What is asked |
Rewrite each of the lines below with "Practice task" changed to "Training exercise" and nothing else altered, and leave the pictures out.
start
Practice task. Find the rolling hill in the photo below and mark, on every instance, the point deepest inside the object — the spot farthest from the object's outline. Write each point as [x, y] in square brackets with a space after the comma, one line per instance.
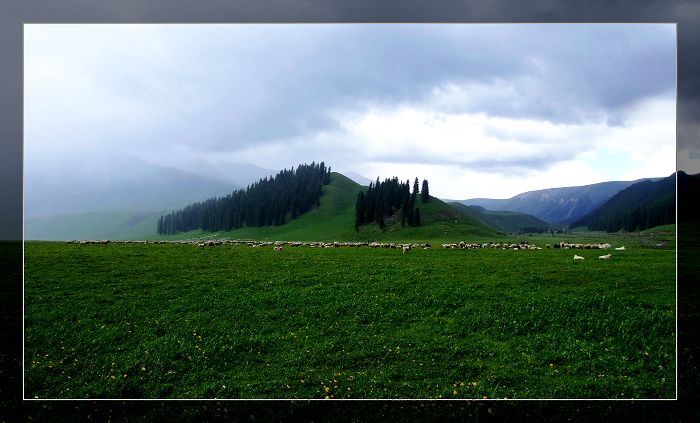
[504, 221]
[334, 220]
[557, 205]
[640, 206]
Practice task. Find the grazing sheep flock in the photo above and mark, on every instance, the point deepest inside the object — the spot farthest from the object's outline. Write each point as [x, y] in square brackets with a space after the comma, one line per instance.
[405, 248]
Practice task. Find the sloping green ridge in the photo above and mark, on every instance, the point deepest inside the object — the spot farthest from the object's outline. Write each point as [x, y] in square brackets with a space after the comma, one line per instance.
[334, 220]
[504, 221]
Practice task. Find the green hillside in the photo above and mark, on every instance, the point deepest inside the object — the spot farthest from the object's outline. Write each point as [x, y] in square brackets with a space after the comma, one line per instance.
[504, 221]
[334, 220]
[439, 222]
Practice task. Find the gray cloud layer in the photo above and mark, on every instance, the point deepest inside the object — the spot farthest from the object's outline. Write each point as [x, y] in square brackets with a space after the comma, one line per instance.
[225, 87]
[14, 12]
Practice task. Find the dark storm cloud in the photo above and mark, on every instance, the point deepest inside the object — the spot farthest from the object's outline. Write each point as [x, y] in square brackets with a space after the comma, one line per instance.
[247, 84]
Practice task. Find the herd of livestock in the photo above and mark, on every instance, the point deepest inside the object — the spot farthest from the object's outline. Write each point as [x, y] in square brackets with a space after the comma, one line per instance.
[278, 245]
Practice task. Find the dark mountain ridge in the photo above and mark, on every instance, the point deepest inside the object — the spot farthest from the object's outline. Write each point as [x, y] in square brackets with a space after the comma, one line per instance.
[640, 206]
[556, 205]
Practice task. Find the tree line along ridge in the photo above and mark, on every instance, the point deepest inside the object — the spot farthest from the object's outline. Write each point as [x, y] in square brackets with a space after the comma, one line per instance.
[384, 199]
[270, 201]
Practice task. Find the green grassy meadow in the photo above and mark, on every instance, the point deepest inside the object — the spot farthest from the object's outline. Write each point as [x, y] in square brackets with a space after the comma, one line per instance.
[232, 321]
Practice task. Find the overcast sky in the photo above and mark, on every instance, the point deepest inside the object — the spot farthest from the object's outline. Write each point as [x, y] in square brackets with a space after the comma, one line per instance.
[480, 110]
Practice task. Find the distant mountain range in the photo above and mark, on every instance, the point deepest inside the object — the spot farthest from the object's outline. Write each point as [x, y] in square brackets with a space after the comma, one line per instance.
[640, 206]
[123, 199]
[556, 205]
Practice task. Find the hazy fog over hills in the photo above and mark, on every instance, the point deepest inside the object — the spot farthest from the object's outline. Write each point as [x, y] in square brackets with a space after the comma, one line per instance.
[113, 184]
[557, 205]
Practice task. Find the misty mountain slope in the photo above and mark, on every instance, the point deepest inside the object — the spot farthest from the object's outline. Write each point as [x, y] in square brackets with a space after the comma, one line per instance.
[95, 225]
[558, 205]
[640, 206]
[503, 221]
[114, 184]
[235, 174]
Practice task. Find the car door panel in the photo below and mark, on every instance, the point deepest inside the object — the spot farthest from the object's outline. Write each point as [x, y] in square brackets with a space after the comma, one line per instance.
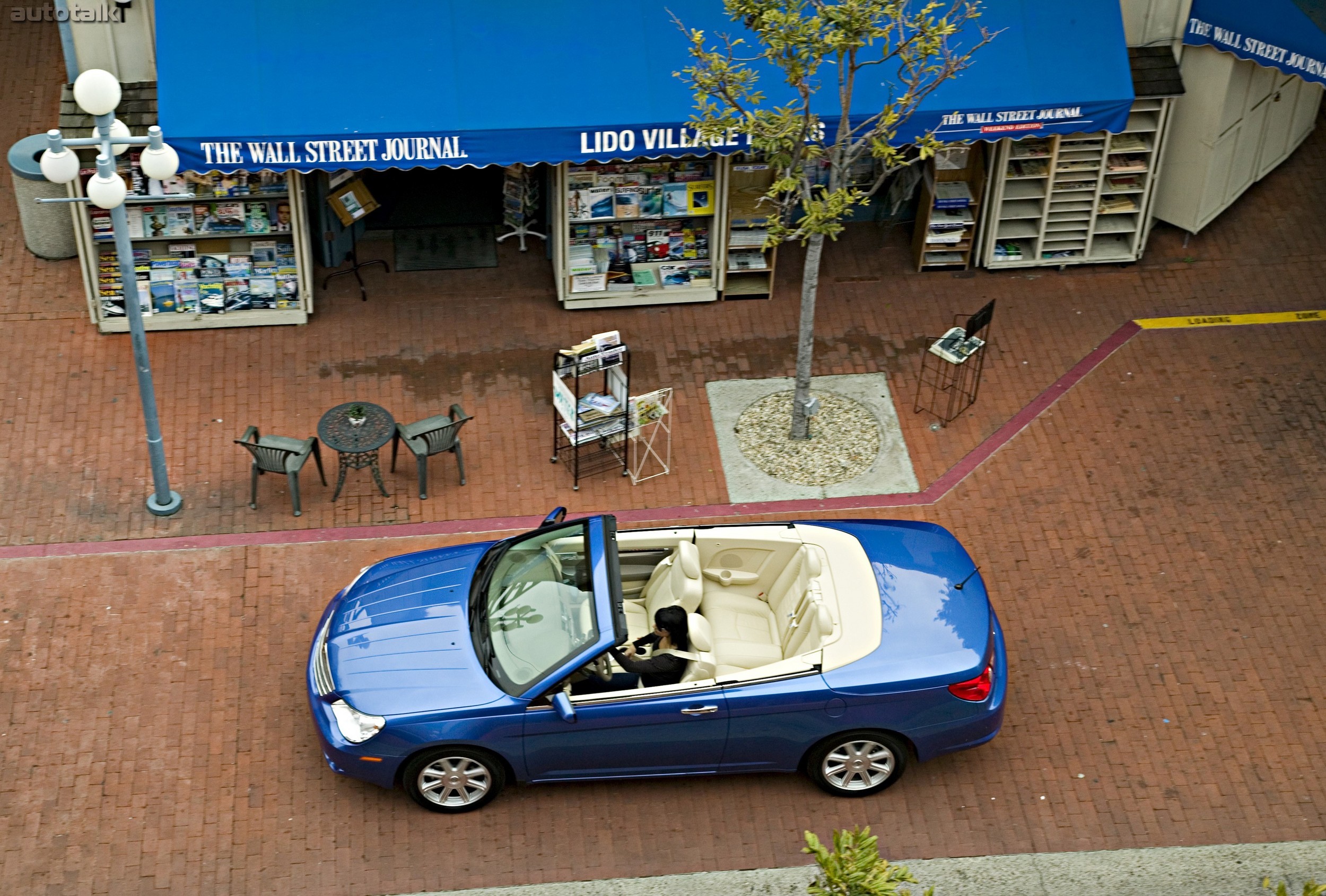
[678, 733]
[772, 724]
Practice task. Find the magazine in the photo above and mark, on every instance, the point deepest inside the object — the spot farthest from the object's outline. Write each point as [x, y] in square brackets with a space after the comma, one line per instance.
[699, 198]
[263, 292]
[675, 276]
[256, 218]
[263, 251]
[651, 202]
[186, 299]
[702, 273]
[674, 199]
[658, 244]
[589, 283]
[136, 222]
[627, 202]
[163, 297]
[230, 218]
[179, 221]
[283, 219]
[600, 201]
[155, 223]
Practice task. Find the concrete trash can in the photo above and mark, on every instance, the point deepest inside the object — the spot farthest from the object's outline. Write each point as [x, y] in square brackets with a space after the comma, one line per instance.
[48, 228]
end
Problem solution |
Training exercise. Find the rolling hill in the photo below and mark, on every instance, the point deepest inside the object — the spot farthest from the object's outline. Write each point as [x, y] in square brackets with a space after the comma, one line per instance.
[504, 221]
[334, 220]
[557, 205]
[640, 206]
Training exercise. Find the grazing sheep flock in the photo above and mark, on every instance, the point deepest inside the object — the spot farthest from the object's outline. Write each point as [x, y] in square brackets with a space after the comma, one line per instance.
[405, 248]
Training exercise. Find the sloping green ridge in the photo above and mark, on every instance, the point deepest inside the object — the spot farthest from the object's outline. Write each point as [x, y] in square brackets with a space after the comma, one line per instance.
[334, 220]
[504, 221]
Training exercise. Find the green hillside in the photo above and mark, on every instance, the point deepest inside the object — the spot farthest from the object's outline. Write each point as [x, y] in square brackets with a space after the comma, one line per instance.
[504, 221]
[334, 220]
[439, 222]
Training exercise. Find the gray cloud layer in the photo above and mark, on every instance, the point deepest inside the object — the spot farthest from the object's outline. Write each point as [x, y] in square brackets with a space after the comma, one line per instance.
[225, 87]
[14, 12]
Training exercise. Find the dark storm cloud in the photo above and mark, on every instance, the point deepest inside the object — the spot farthest from the object's outline. Write each point as [x, y] in square brackets with a space after the comma, one line per instance.
[247, 84]
Training exercise. Find the herd of livestock in the photo above and mark, on every instance, the point deepest inside the object — the spot farthest from the object's outline. Write each point as [x, y] in square brackets with a space after the comma, one line per instance.
[278, 245]
Training exercise. Find the dark mountain ridge in the photo above and mark, on every instance, the point deepest inside the object — the spot farthest from the object's outline. Write each point as [x, y] in square brackets with a space after the comma, one line per instance.
[640, 206]
[556, 205]
Training exercise. Find the tree line along ridge in the photo above and mark, on every instance, the point deepest inside the object — the spot farthest from the object's outline. Write each point as [x, y] in square brackets with a space after the comma, one line per instance.
[384, 199]
[270, 201]
Training exercise. Find the green grassy meadow in the photo above and mark, on every instance, the point deepest inside the object — the spot farthest from the object's outline. Write each point as [x, y] in square brackets with a space after the comma, one line per instance.
[232, 321]
Training exercise. Find the overcast sky in the photo above and mark, on every instance, the point deepest inside the object — the spot farthest from the object's outline. Write each point as [x, y] in square brackets with a space after the comma, one line per instance.
[480, 110]
Training exercise. Find the distant mountain range in the photo above and mark, on every instance, the point deepest inside the object — the spot farthest from the object's outline. Write each point as [x, y] in square brackets with a space after the comma, one line per instance.
[640, 206]
[123, 199]
[556, 205]
Training exercise. Find the hazy fog over hills in the photo above and mark, on every instance, the point deepest inside the object — the spot farthest from the object's outline. Write each point as [x, y] in square brackets with a space after the comma, one line per instance.
[113, 184]
[557, 205]
Training exercise. Find the misty mountain slope in the photo above and mark, on every instance, the point deepest inside the object — the spot farthest from the object's outline. Write each point as [x, y] in square brackets with a space after the comma, one line per instance.
[95, 225]
[558, 205]
[640, 206]
[503, 221]
[114, 184]
[235, 174]
Training exercise. Find the car door panel in the photo below and mark, on every instance, the point deepest inside the object — the spot farthest from the object's outline. Write each point as [x, y] in square brackets with a space after the comma, one line per instance.
[678, 733]
[772, 724]
Training exercise. Find the magazine in the photo above and mark, on every instance, the point deepest inside the object — the spot farthest from the object's outline. Write each point as [x, y] in square brackets with a space after the comma, one line per instance.
[699, 198]
[263, 292]
[675, 276]
[256, 218]
[263, 251]
[651, 202]
[186, 299]
[702, 273]
[674, 199]
[658, 244]
[589, 283]
[136, 222]
[627, 202]
[163, 297]
[230, 218]
[179, 221]
[283, 219]
[600, 201]
[155, 223]
Training exercise. Find the concrete trash can in the photo above and mark, on every instance, the point deepest inside the object — the spot farthest from the object's outline. Write each point as [x, y] in square brackets with a space after the comma, one line per instance.
[48, 228]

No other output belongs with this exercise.